#### Task to complete:
Please repeat the whole listing verbatim.

#### Supplied records:
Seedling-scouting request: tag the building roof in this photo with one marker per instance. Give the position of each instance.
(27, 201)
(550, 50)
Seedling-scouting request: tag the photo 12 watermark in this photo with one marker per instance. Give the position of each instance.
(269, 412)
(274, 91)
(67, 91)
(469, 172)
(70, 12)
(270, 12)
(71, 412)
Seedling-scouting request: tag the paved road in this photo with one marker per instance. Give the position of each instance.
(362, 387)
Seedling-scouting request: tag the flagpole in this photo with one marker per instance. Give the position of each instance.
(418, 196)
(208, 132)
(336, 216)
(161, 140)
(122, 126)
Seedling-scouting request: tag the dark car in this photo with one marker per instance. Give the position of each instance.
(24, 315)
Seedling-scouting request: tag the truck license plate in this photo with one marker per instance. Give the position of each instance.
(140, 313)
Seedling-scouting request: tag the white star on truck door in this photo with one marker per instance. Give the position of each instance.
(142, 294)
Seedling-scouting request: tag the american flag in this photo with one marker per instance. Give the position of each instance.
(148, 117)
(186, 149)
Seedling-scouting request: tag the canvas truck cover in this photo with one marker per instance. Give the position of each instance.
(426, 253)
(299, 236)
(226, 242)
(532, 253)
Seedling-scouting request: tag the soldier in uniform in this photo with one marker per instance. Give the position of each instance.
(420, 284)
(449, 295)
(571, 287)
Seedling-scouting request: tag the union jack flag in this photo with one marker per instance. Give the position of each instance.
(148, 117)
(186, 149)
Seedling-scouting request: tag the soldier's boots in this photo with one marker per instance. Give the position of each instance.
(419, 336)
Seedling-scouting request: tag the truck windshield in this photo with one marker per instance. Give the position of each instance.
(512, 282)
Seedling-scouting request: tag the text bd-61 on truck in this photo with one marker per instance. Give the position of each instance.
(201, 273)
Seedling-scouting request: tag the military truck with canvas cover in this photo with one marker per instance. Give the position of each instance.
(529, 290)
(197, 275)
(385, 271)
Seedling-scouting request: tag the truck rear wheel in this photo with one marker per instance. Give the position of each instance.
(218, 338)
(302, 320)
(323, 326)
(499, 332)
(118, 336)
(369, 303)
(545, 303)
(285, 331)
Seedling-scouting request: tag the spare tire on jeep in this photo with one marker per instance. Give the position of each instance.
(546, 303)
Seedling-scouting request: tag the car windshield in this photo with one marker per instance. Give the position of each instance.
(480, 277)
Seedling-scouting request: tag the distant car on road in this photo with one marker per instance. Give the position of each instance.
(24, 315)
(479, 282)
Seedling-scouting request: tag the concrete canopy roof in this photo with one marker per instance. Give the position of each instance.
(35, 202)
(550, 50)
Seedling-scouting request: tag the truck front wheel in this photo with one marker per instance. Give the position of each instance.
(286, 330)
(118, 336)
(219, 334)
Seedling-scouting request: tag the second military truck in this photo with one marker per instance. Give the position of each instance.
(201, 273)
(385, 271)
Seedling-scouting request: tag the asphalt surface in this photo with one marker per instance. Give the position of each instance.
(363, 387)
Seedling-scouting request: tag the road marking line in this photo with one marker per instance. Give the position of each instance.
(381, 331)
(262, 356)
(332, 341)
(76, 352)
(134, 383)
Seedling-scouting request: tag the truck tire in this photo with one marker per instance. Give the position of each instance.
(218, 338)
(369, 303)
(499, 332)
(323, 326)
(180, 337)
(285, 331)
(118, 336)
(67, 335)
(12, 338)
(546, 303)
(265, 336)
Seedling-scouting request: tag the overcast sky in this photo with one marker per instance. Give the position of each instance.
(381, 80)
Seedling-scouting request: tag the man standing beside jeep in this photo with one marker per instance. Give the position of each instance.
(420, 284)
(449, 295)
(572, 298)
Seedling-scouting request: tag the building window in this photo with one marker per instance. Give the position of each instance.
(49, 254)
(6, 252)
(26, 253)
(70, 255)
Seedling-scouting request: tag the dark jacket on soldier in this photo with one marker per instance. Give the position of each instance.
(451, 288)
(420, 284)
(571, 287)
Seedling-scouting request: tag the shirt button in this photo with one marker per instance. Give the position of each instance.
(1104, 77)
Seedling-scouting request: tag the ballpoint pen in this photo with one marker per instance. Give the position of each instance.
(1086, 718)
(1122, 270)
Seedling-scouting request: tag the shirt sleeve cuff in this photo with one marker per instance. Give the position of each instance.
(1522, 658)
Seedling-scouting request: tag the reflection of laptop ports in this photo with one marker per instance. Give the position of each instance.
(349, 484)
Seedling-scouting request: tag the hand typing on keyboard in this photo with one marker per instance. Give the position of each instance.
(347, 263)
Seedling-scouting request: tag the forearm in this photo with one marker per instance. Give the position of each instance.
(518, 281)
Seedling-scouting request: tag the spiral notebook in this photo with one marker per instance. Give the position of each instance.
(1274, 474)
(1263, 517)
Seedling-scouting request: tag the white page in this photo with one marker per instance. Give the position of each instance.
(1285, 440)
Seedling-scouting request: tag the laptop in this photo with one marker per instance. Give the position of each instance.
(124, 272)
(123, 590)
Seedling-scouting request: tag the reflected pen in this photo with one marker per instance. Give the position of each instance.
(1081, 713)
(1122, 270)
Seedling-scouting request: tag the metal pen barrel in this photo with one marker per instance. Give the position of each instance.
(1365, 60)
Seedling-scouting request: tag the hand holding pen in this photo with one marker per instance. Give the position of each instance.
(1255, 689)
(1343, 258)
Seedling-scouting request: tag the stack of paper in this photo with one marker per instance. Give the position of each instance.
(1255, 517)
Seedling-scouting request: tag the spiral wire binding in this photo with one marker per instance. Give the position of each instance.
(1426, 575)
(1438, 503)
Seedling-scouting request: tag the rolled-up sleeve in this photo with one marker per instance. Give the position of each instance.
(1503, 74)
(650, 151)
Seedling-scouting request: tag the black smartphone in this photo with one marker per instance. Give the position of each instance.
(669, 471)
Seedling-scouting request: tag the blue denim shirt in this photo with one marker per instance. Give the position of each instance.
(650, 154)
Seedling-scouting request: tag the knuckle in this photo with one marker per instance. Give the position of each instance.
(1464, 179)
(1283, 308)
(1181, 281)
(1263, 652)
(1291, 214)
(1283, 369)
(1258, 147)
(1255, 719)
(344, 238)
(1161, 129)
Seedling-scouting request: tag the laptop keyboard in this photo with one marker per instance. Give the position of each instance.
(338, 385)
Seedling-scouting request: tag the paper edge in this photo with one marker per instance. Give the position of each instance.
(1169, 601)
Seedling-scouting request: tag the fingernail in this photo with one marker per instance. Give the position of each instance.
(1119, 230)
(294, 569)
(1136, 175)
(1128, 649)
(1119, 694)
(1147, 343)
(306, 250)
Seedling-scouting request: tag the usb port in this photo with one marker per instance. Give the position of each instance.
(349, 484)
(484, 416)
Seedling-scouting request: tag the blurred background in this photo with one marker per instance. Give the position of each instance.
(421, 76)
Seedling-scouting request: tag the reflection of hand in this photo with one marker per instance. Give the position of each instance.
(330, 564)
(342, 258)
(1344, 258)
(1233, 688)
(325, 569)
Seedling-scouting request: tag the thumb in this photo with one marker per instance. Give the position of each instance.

#### Exercise response:
Seedling-scouting request: tag the building roof in this photo with one marker per instance. Give the position of each instance.
(27, 201)
(550, 50)
Seedling-scouting request: tag the photo 12 watermark in this photo with one marker per instance. Give the position of each instance.
(269, 412)
(274, 91)
(67, 91)
(469, 172)
(70, 12)
(270, 12)
(71, 412)
Seedling-scouting request: tag the paved road in this photo with one marker per instance. Give the position of each instance.
(362, 387)
Seedling-scouting request: tag the flagpole in this photo with one marker per instance. Give the position of each instance.
(418, 196)
(208, 132)
(336, 216)
(161, 140)
(122, 126)
Seedling-scouting request: tag the dark car in this photo with one marker per instance. Give the position of each instance.
(24, 315)
Seedling-scouting request: tag the truck license plate in this photo with one marker per instance. Give the position of each instance.
(140, 313)
Seedling-scouting request: tag the white star on truck door in this photo with one marker per instance. Give the position of each instance.
(142, 294)
Seedling-scouting request: tag the american flag in this photo with one marker per instance. Give the position of each instance.
(148, 117)
(186, 149)
Seedling-scouting request: tag the canvas truck cover in this photo with one marker per instance. Give the position of each instance.
(426, 253)
(299, 236)
(226, 242)
(532, 253)
Seedling-scouting request: tag the soldier in uniform in this photo with one marker per instance. Give the position of each instance.
(420, 284)
(449, 295)
(571, 287)
Seedling-scouting request: tag the union jack flag in this photo with one marker per instance. Give the position of each instance.
(148, 117)
(186, 149)
Seedling-scouting request: tag the soldier's boots in this photo with one marker per instance. Give the position of each instance.
(419, 336)
Seedling-scouting request: tag the truck windshield in this photo with one marker per instance. Give the position of each instance.
(512, 282)
Seedling-scouting request: tag the text bd-61 on truck in this photo with one marker per instance. Give the position of each instance.
(201, 273)
Seedling-scouting request: tag the military truck with canvas cover in this photo with one marker per instance. Give the position of each instance.
(529, 290)
(197, 275)
(385, 271)
Seedling-scouting request: tag the truck rear wheel in this photo with one marker per instance. Give the position of each instance.
(218, 338)
(302, 320)
(323, 326)
(499, 332)
(118, 336)
(369, 303)
(545, 303)
(285, 331)
Seedling-scouting request: tag the spare tire on jeep in this photo with one marker per instance. Give the position of each instance.
(546, 303)
Seedling-scouting request: tag the car windshield in this photo with one marker per instance. Give the position of each instance.
(480, 277)
Seedling-scouting request: tag the distant car on road in this photo with one marker per instance. Give the position of each instance.
(24, 315)
(479, 282)
Seedling-scouting request: tag the concrete canopy roof in this photo with one marker per instance. Give the position of each instance.
(35, 202)
(550, 50)
Seedling-scouting request: tag the truck front wheel in this photo with one marker per instance. Give the position of each instance.
(286, 330)
(118, 336)
(219, 334)
Seedling-scouting request: tag the second military truck in this photo with one marker per instance. Give the position of each instance.
(201, 273)
(385, 271)
Seedling-scouting request: tag the asphalt surface in this photo with one marker per instance. Give the position of each instance.
(363, 387)
Seedling-scouting request: tag the road marking line in this photo with one marker per instance. Give the position of each instance.
(381, 331)
(262, 356)
(332, 341)
(76, 352)
(134, 383)
Seedling-scouting request: tag the truck tire in this photo with one marker per instance. Give the position of each instance.
(218, 338)
(369, 303)
(499, 332)
(323, 326)
(180, 337)
(285, 331)
(118, 336)
(67, 335)
(12, 338)
(546, 303)
(265, 336)
Seedling-scouting request: tag the overcast sky in this photo with one marker per instance. Give the position of each instance.
(381, 80)
Seedling-scouting request: tag the man standing beside jeep in this photo with one marker per instance. Give the position of each instance.
(420, 284)
(449, 295)
(572, 298)
Seedling-scouting request: tag the building window in this photo with one marker per instance. Give the position of each instance.
(49, 254)
(6, 252)
(26, 253)
(70, 255)
Seedling-scouting request: tag the dark jacket on soldier in this photo with one marker per instance. Give the position of each instance.
(451, 288)
(420, 284)
(571, 287)
Seedling-scouting request: tag the shirt button in this photo with one marker per instance. Give the position of each instance.
(1104, 77)
Seedling-scouting request: tag the ballpoint pen in this photo with one marker per instance. Give the position of each instance.
(1086, 718)
(1122, 270)
Seedling-scouting request: tag the shirt sleeve cuff in this photo with one marker per instance. Give the position of each instance.
(1522, 658)
Seedling-scouting request: tag the reflection of laptop ports in this photo with one marker per instance. Give the position of each instance.
(349, 484)
Seedling-scouting request: tag the hand typing on keyboard in this photo with one marker per instance. Give the position of each instance.
(347, 263)
Seedling-scouting request: tag the forearm in this photo with one marker per instance. Give the position of each instance.
(518, 281)
Seedling-scouting request: tag the spiral notebook in this photo with one marker per instance. Give the position of each instance.
(1274, 474)
(1263, 517)
Seedling-scouting request: tag the white page in this photo with one marker per instance. Give the position of each instance.
(1285, 440)
Seedling-scouting request: tag the laptop in this photo with one marker per instance. Give the position of each instance.
(124, 272)
(123, 590)
Seedling-scouting request: tag the reflected pen in this photo with one marker per instance. Give the position of each instance.
(1081, 713)
(1122, 270)
Seedling-scouting request: tag the metal pen barrel in this photo with one marker per instance. Give the position of each instance.
(1365, 60)
Seedling-scouting request: tag the hand holding pen in this photo with one marker per instance. Give the position of each instance.
(1255, 689)
(1343, 258)
Seedling-scouting request: tag the stack of paper in this photo with one marker per instance. Give the position of each instance.
(1255, 517)
Seedling-scouting request: tag the spiral wire binding in this photo with one marker per instance. Give the position of each instance.
(1426, 575)
(1438, 503)
Seedling-scouting request: tag the rolled-up sleeve in this photo with one marker per instance. Give the position of each instance.
(1503, 74)
(650, 151)
Seedling-scouting request: tag the black smartphone in this photo with one marker per instance. Give the position of each instance.
(669, 471)
Seedling-scouting request: tag the blue denim shirt in this photo with one marker per instance. Give the position of each instance.
(650, 154)
Seedling-scouting request: tag the knuckle in this photo with one marker per instance. Give the position of each instance.
(1464, 179)
(1283, 308)
(1181, 281)
(1263, 652)
(1291, 214)
(1283, 369)
(1258, 147)
(1255, 719)
(344, 238)
(1161, 129)
Seedling-scouting request: tag the laptop keyboard in this photo with one marker per instance. Give the position of each instance.
(338, 385)
Seedling-scouting request: tag the paper edge in this photo with one marker per instance. Give the position of each instance.
(1169, 601)
Seedling-scouting request: tag the fingernail in this photo with one marker per instance. Give the position of each instance.
(1119, 230)
(294, 569)
(1136, 175)
(1128, 649)
(1119, 694)
(1147, 343)
(306, 250)
Seedling-scouting request: tag the usb port in this photo with one marker per instance. Give the position of each instance.
(349, 484)
(484, 416)
Seedling-scouting request: tag the blurred background in this photo with one marker per instance. Give the position of each instance.
(421, 76)
Seedling-scouting request: tag the reflection of hand in this photo with one marker per instance. Give the position of each instance.
(330, 564)
(342, 258)
(1344, 258)
(1233, 688)
(325, 569)
Seedling-scouting request: tag the thumb in this photo with one marker per instance. Give the position of each instance.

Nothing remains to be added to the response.